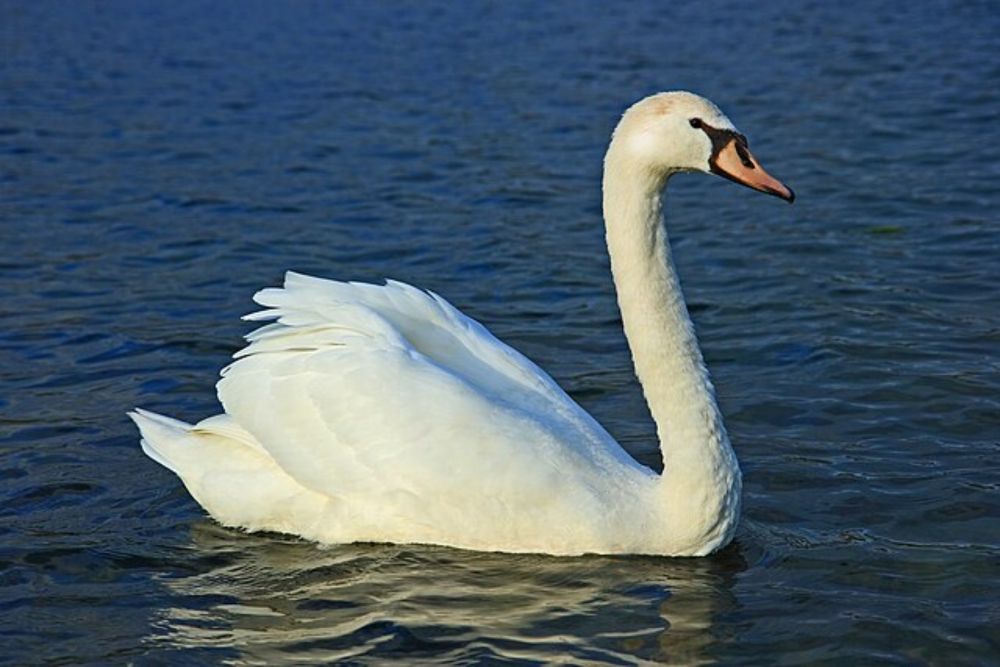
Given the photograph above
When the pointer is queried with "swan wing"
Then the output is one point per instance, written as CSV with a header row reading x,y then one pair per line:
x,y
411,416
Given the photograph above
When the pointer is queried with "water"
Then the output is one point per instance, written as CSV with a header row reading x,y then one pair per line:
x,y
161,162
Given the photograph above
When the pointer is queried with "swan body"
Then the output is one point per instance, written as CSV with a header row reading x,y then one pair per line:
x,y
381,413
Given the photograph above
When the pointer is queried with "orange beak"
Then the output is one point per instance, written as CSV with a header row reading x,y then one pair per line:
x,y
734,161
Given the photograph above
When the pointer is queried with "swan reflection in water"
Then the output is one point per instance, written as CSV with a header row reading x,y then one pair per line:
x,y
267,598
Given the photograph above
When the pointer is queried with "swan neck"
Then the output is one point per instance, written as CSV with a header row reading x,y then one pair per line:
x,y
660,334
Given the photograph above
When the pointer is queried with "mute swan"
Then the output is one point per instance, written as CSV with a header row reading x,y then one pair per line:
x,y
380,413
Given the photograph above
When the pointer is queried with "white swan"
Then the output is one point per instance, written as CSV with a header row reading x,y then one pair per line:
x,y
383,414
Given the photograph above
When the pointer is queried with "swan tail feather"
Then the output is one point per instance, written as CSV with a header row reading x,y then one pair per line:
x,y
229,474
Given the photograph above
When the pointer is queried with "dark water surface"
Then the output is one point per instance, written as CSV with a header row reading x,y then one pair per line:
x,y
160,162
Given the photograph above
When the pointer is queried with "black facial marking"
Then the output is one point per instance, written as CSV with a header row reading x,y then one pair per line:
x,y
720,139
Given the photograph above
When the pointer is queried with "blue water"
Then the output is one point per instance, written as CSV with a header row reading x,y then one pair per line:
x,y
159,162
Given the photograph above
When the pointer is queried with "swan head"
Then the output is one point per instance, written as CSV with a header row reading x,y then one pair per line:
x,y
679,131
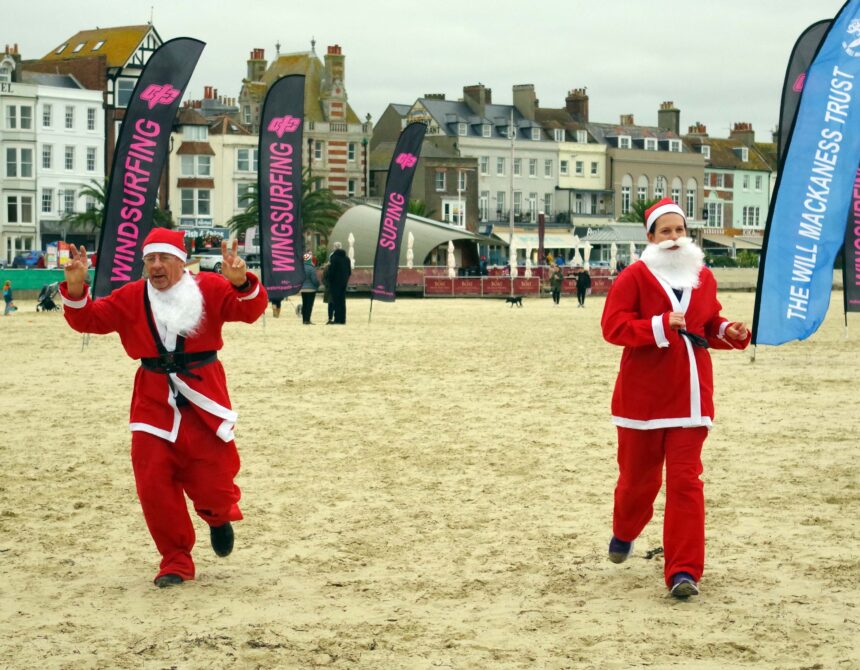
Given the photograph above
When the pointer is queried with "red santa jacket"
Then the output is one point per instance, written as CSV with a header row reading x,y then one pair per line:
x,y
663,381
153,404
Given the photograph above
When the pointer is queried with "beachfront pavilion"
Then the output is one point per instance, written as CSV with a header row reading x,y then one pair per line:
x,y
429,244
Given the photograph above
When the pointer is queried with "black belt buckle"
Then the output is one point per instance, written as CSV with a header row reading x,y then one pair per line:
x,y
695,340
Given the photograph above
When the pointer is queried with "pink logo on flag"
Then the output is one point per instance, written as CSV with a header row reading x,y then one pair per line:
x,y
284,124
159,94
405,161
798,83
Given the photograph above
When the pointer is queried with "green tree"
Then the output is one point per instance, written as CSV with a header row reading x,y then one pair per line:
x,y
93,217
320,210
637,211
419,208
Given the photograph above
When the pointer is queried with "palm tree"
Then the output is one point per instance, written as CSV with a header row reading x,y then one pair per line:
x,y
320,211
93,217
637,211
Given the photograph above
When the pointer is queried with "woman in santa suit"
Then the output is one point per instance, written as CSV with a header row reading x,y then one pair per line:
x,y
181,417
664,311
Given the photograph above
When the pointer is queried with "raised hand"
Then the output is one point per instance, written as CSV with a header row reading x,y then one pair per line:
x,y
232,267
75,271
▬▬▬▬▬▬
SET EXERCISE:
Select every line in the records above that contains the word "black", and copy each one out in full.

EXERCISE RESPONSE:
When the pointer is queried with "black facial marking"
When the pointer is queried with "black belt buckle"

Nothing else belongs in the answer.